# Arbeitsauftrag
Prüfen Sie, ob die Aussagen (a), (b) und (c) mit dem Seitentext übereinstimmen, und geben Sie jeweils ja oder nein mit der entscheidenden Textstelle als wörtlichem Zitat an. (a) Algernon erfindet eine ewig kranke Person namens Bunbury, die auf dem Land lebt. (b) Jack verliebt sich in Cecily. (c) Das Theaterstück sollte am besten auf Englisch gelesen werden.

# Seitentext

--------------------

Die Gentlemen John "Jack" Worthing und Algernon Moncrieff sind Freunde und Lebemänner und um ihr Freizeitleben gesellschaftsfähig zu machen, erfinden sie beide Personen, um die sie sich kümmern müssen. Algernon denkt sich den ewig kranken Bunbury auf dem Land aus und Jack sorgt sich um seinen imaginären missratenen Bruder Earnest in der Stadt. Diese erfundenen Personen ermöglichen ihnen ganz nach Belieben dem öden Landleben zu entfliehen oder aber dort in Ruhe abzutauchen.

Jack hat das Anliegen, Zeit mit Algernons Cousine Gwendolen verbringen zu können, während Algernon sich in Jacks Mündel Cecily verliebt.
Es wird problematisch, denn beide stellen sich ihrer jeweiligen Angebeteten unter einem falschem Namen - Earnest - vor. Während die jungen Damen den Namen Earnest für eine sehr wichtige Voraussetzung halten, um einen Mann lieben zu können.


Diese humorvolle, manchmal regelrecht alberne Verwechslungskomödie hat inhaltlich keinen großen Tiefgang. Die Idee dahinter ist recht verrückt und mit Klischees und Konflikten nur so gespickt. Dennoch ist es ein unterhaltsames und humorvolles Stück, das gerade durch die sprachliche Umsetzung äußerst gelungen ist. Das liegt hauptsächlich an Wildes sprachlicher Fähigkeit und den kurzweiligen und geistreichen Dialogen und vielen Pointen. Es ist amüsant zu sehen, wie sich die Gentlemen aus ihrem Lügengebilde herauswinden.

Wenn man die bissigen Dialoge genauer betrachtet, zeigen sie unterschwellig eine Sozialkritik gegen die viktorianische Gesellschaft auf.
Ein unterhaltsames Theaterstück, dass am besten auf Englisch gelesen werden sollte. So kommen die herrlichen Dialoge und witzigen Pointen am schönsten zur Geltung.

--------------------

Einträge des Datensatzes:
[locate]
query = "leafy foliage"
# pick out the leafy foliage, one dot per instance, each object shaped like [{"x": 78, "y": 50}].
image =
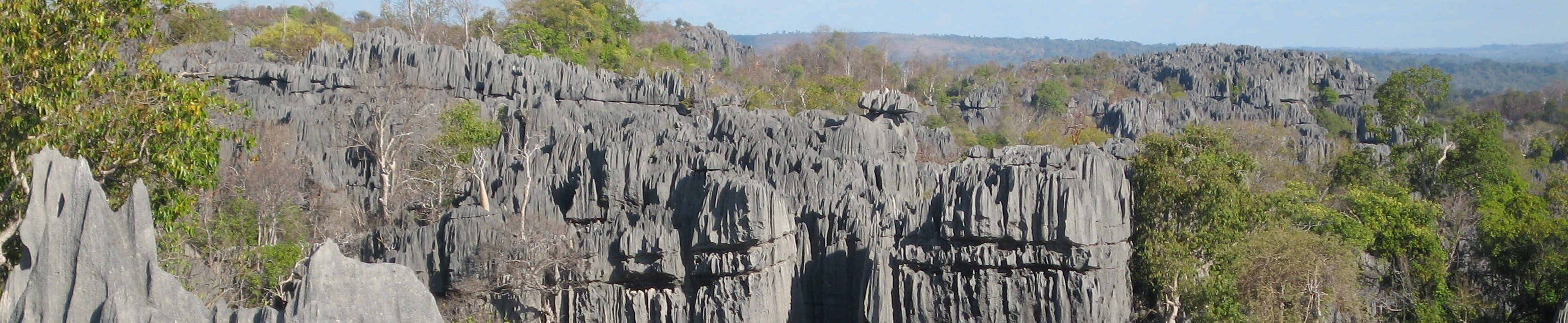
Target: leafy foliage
[
  {"x": 1327, "y": 96},
  {"x": 66, "y": 87},
  {"x": 294, "y": 40},
  {"x": 584, "y": 32},
  {"x": 1052, "y": 96},
  {"x": 1409, "y": 93},
  {"x": 1335, "y": 123},
  {"x": 198, "y": 22},
  {"x": 463, "y": 129},
  {"x": 1192, "y": 201}
]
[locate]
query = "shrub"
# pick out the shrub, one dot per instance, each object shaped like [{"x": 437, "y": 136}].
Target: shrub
[
  {"x": 992, "y": 140},
  {"x": 463, "y": 129},
  {"x": 1052, "y": 96},
  {"x": 1175, "y": 88},
  {"x": 1327, "y": 96},
  {"x": 1292, "y": 275},
  {"x": 198, "y": 24},
  {"x": 294, "y": 40},
  {"x": 1335, "y": 123}
]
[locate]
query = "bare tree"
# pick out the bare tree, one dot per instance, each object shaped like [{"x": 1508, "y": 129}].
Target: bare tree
[
  {"x": 389, "y": 131},
  {"x": 543, "y": 261},
  {"x": 524, "y": 157},
  {"x": 419, "y": 16},
  {"x": 464, "y": 12}
]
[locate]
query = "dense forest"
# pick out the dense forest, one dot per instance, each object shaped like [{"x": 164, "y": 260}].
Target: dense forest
[{"x": 1437, "y": 203}]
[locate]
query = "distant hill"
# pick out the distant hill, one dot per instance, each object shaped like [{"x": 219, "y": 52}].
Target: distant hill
[
  {"x": 1472, "y": 76},
  {"x": 966, "y": 51},
  {"x": 1510, "y": 54},
  {"x": 1475, "y": 70}
]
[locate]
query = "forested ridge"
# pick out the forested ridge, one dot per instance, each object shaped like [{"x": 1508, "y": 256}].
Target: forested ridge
[{"x": 1258, "y": 193}]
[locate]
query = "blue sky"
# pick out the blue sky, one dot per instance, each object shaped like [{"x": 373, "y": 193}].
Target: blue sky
[{"x": 1368, "y": 24}]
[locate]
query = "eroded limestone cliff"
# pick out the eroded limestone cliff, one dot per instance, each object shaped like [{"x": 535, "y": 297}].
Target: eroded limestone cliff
[{"x": 711, "y": 214}]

--------------------

# Ergebnis
(a) Ja: „Algernon denkt sich den ewig kranken Bunbury auf dem Land aus“
(b) Nein: „während Algernon sich in Jacks Mündel Cecily verliebt“
(c) Ja: „am besten auf Englisch gelesen werden sollte“